(Entries from a set of point annotations)
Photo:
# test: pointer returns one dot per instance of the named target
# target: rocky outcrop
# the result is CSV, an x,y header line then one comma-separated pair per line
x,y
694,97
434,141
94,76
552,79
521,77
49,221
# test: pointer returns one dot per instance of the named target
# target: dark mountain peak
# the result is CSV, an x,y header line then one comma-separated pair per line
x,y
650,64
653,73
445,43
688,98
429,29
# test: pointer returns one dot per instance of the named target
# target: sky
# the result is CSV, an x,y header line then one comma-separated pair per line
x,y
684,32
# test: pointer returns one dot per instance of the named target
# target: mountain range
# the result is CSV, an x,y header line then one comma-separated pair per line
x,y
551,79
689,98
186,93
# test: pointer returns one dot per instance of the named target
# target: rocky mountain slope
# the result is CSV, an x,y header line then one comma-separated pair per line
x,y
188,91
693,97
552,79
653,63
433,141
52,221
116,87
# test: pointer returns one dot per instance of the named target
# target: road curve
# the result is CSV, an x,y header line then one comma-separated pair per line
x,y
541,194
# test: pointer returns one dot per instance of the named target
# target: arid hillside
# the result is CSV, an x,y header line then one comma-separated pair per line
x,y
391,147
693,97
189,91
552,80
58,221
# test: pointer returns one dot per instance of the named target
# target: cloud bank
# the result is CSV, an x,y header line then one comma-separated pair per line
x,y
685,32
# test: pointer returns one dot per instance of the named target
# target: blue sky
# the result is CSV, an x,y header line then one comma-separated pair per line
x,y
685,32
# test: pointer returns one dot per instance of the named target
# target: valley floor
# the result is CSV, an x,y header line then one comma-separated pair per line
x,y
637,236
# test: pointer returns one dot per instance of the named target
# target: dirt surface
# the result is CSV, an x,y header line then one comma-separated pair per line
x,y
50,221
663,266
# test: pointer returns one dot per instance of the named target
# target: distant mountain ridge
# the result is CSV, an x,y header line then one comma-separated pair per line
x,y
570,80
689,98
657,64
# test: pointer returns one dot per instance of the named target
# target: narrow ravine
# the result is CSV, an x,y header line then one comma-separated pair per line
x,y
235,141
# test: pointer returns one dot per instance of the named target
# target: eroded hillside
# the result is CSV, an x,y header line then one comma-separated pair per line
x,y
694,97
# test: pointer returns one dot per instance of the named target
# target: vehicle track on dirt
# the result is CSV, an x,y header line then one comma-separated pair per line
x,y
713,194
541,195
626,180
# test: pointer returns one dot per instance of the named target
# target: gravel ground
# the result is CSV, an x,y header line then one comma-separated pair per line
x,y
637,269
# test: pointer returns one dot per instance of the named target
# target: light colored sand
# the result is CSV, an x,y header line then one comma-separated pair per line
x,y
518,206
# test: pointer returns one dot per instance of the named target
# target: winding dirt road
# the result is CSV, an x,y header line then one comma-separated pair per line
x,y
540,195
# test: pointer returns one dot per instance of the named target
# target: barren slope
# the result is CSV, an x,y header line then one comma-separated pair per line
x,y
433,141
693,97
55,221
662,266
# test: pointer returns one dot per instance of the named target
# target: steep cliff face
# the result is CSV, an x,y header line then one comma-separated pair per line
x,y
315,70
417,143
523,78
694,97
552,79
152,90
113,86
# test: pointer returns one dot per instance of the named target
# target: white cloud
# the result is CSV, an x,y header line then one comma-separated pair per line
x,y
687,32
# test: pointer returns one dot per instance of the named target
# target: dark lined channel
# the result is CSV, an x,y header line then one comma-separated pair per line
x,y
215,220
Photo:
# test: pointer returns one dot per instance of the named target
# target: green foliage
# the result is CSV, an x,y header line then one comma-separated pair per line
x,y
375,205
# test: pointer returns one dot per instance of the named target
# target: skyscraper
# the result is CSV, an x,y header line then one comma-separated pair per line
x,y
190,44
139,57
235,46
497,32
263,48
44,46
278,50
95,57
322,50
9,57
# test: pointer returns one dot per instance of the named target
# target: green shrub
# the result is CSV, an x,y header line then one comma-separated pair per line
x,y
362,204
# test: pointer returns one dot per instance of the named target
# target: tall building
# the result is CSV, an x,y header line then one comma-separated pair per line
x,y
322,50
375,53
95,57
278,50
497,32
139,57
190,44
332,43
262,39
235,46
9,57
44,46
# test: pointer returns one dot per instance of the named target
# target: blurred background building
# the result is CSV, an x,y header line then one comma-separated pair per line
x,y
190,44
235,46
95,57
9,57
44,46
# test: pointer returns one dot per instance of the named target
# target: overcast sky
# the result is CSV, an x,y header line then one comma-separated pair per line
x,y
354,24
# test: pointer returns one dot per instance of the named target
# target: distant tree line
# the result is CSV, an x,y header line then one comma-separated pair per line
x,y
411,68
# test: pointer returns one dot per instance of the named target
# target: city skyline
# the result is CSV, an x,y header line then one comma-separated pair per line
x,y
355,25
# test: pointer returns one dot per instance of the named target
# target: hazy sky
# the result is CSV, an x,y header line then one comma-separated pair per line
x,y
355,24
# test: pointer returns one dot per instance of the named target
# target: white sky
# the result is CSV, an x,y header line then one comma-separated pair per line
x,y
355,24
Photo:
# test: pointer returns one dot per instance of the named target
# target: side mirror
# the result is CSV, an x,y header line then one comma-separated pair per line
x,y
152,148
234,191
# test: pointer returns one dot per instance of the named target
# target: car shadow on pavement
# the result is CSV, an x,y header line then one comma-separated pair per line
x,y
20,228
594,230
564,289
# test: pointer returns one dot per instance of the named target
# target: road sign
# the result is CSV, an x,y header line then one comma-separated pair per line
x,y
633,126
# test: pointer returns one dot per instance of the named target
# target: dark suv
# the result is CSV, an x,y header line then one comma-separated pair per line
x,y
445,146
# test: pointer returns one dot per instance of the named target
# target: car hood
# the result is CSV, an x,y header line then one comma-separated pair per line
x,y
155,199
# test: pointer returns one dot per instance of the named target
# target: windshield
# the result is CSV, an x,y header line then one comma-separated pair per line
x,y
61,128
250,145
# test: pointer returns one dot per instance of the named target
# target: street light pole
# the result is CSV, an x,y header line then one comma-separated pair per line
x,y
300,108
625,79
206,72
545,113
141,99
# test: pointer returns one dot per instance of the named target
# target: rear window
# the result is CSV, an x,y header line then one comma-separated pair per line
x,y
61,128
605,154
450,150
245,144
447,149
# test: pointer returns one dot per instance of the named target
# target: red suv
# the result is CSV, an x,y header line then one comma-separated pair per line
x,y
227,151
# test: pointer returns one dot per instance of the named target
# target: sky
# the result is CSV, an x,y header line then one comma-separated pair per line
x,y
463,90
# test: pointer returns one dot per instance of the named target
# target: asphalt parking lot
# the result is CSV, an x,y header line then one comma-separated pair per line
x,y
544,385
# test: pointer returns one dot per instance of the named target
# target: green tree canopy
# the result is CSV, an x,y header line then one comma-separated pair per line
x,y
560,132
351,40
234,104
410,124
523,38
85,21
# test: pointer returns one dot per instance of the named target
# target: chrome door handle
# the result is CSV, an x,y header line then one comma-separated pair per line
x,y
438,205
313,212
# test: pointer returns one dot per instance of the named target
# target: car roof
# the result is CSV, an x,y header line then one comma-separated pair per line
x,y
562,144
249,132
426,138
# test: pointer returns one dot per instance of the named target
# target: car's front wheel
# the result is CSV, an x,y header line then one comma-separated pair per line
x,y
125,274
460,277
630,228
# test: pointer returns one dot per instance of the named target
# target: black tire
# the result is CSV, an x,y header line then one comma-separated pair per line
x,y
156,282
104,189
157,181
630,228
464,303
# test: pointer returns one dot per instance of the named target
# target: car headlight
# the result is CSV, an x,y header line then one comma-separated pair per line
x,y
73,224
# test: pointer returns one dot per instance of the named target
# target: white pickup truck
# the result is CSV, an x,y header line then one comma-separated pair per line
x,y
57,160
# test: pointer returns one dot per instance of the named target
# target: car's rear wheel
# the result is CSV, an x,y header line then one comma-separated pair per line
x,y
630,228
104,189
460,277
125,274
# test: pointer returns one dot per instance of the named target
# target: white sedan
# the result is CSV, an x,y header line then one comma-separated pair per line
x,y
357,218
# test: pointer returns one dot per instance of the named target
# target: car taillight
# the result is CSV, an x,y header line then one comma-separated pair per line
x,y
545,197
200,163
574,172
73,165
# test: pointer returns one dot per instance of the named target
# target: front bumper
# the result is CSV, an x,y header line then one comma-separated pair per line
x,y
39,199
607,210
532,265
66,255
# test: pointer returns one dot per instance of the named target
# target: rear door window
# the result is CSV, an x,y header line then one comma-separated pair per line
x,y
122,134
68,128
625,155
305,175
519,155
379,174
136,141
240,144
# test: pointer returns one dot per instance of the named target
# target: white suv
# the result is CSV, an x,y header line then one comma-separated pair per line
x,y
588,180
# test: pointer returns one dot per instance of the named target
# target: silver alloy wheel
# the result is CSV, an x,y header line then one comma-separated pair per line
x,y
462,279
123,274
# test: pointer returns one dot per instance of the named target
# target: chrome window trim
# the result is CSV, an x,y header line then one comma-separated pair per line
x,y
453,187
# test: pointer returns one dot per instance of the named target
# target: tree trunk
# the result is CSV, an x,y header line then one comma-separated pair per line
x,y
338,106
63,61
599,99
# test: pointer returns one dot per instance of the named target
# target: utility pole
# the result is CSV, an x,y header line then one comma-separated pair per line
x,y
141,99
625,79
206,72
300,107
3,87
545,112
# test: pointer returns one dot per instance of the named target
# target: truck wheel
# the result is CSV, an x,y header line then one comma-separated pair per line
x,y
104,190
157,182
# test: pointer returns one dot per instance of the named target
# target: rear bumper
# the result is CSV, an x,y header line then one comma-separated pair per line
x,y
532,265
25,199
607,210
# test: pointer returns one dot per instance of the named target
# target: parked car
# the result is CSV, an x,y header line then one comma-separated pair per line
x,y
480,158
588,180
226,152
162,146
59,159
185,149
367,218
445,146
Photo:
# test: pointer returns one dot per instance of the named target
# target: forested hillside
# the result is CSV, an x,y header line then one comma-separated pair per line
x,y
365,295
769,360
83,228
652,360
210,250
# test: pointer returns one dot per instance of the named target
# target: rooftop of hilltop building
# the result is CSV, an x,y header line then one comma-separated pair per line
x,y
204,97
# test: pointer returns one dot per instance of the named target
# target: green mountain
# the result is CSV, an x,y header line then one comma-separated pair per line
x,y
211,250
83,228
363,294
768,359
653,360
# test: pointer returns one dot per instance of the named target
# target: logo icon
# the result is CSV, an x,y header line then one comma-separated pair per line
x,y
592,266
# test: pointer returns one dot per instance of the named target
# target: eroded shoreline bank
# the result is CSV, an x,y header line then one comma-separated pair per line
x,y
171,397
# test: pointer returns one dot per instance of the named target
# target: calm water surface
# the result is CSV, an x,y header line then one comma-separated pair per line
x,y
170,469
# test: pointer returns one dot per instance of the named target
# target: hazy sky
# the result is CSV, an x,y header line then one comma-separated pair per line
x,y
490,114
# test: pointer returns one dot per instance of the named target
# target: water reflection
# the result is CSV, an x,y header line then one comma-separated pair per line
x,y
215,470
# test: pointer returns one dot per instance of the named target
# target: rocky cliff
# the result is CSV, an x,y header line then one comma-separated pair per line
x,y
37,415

## REQUIREMENTS
Pull out every line of the data above that contains the string "front", copying each one in full.

## SOLUTION TO THE EXERCISE
# target: car's front wheel
# target: front bumper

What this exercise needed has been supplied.